§ **Task to complete**
Among the records below, find each line containing the word "woman" and copy it.

++++++++

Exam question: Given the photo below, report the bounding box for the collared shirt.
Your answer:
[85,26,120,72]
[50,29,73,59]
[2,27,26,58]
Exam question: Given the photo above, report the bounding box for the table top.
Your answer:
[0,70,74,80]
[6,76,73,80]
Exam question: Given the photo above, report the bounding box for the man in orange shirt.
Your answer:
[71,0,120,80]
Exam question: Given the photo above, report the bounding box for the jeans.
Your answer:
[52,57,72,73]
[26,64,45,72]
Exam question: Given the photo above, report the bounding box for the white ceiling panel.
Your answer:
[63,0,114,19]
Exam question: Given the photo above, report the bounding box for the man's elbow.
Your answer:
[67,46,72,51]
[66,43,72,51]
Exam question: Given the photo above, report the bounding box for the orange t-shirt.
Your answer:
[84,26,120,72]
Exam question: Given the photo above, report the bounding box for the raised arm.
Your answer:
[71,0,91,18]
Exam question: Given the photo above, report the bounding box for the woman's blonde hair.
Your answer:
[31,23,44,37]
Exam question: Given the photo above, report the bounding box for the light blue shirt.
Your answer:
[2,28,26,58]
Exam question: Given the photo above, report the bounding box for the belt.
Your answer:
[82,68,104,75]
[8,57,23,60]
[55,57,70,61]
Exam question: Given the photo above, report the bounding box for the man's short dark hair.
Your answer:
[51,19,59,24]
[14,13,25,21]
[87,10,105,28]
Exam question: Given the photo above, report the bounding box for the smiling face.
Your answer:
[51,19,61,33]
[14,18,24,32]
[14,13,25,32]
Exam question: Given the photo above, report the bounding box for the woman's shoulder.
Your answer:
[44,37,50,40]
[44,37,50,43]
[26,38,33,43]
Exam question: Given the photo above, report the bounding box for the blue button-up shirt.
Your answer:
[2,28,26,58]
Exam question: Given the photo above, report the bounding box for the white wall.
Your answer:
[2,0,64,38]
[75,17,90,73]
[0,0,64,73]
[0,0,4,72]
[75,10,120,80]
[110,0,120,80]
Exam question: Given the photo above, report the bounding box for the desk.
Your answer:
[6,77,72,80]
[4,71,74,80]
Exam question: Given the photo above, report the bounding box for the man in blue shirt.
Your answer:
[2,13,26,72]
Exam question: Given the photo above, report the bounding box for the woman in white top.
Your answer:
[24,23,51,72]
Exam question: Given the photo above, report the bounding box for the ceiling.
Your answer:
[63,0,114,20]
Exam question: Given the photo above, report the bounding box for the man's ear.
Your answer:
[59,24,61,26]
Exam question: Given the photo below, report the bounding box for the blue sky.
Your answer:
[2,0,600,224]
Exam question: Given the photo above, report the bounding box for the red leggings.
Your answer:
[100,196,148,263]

++++++++

§ **Task answer**
Exam question: Given the photo above, report the bounding box for the woman's blonde hair.
Exam question: Given the photo above, report the bounding box for the woman's shoulder.
Exam question: Given the photo above, report the bounding box for the woman in white top.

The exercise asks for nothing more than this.